DOCUMENT EXCERPT:
Exhibit 99.1
FINANCIAL CONTACT: JIM AUSTIN 864-679-9070
MEDIA CONTACT: EDDIE TERRELL 864-679-9016
WEB SITE: www.southernfirst.com
Southern First Reports Results for Third Quarter of 2009
Greenville, SC, October 20, 2009 – Southern First Bancshares, Inc. (NASDAQ: SFST), holding company for Southern First Bank, NA (also doing business as Greenville First Bank), today announced that net income for the third quarter of 2009 was $424 thousand compared to a net loss of $126 thousand for the third quarter of 2008. The $550 thousand increase is primarily due to a $1.8 million impairment charge on Fannie Mae stock during the third quarter of 2008, partially offset by increases of $435 thousand in the provision for loan losses, $825 thousand in noninterest expenses, and $257 thousand in income tax expense during the third quarter of 2009 compared to the same period in 2008.
Net income for the nine months ended September 30, 2009 was $1.3 million compared to net income of $1.5 million for the first nine months in 2008.
“The economic recession and difficult banking environment continue to negatively impact our company’s earnings,” stated Art Seaver, the company’s CEO. “Despite higher credit costs and absorbing an additional $700 thousand in FDIC insurance premiums, our company generated $1.3 million in earnings for the first nine months of 2009 and made significant progress on our strategic goals of maintaining strong capital ratios, managing credit risk, and growing retail deposits. In addition, the 33% increase in noninterest income, excluding the prior year impairment charge, strengthened the core earnings of our company.”

TASKS TO CARRY OUT:
A) According to the Southern First earnings release, why was net income for the third quarter of 2009 $550 thousand higher than for the third quarter of 2008?
B) From the Southern First earnings release, output the stretch from "Exhibit 99.1" through "period in 2008." word for word.

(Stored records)
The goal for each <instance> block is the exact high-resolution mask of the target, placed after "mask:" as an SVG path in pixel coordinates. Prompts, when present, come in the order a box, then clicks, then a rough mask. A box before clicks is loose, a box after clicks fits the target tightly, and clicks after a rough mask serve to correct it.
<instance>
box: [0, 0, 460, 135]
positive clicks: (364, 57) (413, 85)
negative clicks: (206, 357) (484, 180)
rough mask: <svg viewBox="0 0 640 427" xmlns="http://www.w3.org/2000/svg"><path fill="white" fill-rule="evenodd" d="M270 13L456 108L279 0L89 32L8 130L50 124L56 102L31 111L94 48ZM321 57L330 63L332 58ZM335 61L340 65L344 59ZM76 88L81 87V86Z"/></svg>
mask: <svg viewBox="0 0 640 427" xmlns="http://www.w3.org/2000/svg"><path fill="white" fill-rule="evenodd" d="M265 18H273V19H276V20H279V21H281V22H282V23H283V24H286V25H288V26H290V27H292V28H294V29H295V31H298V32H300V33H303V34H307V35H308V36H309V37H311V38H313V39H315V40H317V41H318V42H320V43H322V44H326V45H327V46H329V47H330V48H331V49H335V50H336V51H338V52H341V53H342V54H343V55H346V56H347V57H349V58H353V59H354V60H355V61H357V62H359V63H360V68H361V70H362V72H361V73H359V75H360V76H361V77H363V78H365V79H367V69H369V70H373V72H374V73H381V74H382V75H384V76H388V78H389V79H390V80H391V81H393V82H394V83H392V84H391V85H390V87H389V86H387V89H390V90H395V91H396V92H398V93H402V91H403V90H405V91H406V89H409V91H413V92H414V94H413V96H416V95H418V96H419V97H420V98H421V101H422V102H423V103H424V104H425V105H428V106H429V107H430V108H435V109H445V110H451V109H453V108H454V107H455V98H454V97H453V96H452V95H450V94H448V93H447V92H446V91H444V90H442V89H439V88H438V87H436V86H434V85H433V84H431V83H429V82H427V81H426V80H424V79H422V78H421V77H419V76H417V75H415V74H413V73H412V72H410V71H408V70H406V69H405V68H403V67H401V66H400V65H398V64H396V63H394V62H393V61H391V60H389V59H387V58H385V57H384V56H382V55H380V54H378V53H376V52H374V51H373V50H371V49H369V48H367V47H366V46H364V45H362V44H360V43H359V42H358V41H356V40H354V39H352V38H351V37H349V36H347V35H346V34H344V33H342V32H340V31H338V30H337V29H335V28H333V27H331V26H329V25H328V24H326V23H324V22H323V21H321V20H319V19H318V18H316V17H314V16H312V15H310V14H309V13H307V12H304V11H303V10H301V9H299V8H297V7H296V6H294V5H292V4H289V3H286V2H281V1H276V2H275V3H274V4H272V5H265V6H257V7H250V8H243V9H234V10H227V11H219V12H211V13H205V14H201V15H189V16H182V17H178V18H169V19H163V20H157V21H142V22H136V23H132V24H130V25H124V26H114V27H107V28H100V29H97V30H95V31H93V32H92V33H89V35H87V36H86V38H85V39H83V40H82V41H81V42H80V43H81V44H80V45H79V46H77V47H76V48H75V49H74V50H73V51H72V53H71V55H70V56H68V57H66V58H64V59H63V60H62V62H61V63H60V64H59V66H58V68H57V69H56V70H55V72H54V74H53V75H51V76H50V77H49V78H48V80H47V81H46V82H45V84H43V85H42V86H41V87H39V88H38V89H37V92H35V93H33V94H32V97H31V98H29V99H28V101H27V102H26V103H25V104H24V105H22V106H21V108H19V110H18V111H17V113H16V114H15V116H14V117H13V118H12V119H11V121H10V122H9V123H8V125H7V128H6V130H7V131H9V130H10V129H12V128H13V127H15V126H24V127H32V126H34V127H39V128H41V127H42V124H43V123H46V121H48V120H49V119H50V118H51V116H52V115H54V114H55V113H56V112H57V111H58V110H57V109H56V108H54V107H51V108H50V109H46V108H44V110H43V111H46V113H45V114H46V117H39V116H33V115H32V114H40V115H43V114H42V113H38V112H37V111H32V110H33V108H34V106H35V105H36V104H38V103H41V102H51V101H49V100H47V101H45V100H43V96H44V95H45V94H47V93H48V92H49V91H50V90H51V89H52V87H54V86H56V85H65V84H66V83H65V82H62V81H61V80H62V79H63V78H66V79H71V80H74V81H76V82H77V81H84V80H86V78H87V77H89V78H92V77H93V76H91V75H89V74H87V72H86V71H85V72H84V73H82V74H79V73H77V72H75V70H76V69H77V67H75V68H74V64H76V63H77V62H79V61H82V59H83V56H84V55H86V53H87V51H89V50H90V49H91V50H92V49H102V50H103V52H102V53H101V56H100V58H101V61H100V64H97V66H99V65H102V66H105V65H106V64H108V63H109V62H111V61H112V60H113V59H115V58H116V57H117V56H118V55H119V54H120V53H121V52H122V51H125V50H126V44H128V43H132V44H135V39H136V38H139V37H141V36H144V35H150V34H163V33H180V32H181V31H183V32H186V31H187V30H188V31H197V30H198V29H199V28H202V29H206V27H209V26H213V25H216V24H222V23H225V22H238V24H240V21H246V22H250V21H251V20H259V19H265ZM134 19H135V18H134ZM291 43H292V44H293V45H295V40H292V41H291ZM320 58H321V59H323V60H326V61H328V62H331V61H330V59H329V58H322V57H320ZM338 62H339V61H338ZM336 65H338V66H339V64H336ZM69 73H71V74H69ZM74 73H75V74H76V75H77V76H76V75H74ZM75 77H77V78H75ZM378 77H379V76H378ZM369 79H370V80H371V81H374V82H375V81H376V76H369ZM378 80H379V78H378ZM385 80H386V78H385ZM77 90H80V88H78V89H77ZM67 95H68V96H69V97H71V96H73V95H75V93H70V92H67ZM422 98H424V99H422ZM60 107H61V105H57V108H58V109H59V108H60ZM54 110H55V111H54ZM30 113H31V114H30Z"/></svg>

SOLUTIONS IN ORDER:
A) The increase came mainly from a $1.8 million impairment charge on Fannie Mae stock in the third quarter of 2008. Increases in the third quarter of 2009 partly offset it: $435 thousand in the provision for loan losses, $825 thousand in noninterest expenses, and $257 thousand in income tax expense.

B)
Exhibit 99.1
FINANCIAL CONTACT: JIM AUSTIN 864-679-9070
MEDIA CONTACT: EDDIE TERRELL 864-679-9016
WEB SITE: www.southernfirst.com
Southern First Reports Results for Third Quarter of 2009
Greenville, SC, October 20, 2009 – Southern First Bancshares, Inc. (NASDAQ: SFST), holding company for Southern First Bank, NA (also doing business as Greenville First Bank), today announced that net income for the third quarter of 2009 was $424 thousand compared to a net loss of $126 thousand for the third quarter of 2008. The $550 thousand increase is primarily due to a $1.8 million impairment charge on Fannie Mae stock during the third quarter of 2008, partially offset by increases of $435 thousand in the provision for loan losses, $825 thousand in noninterest expenses, and $257 thousand in income tax expense during the third quarter of 2009 compared to the same period in 2008.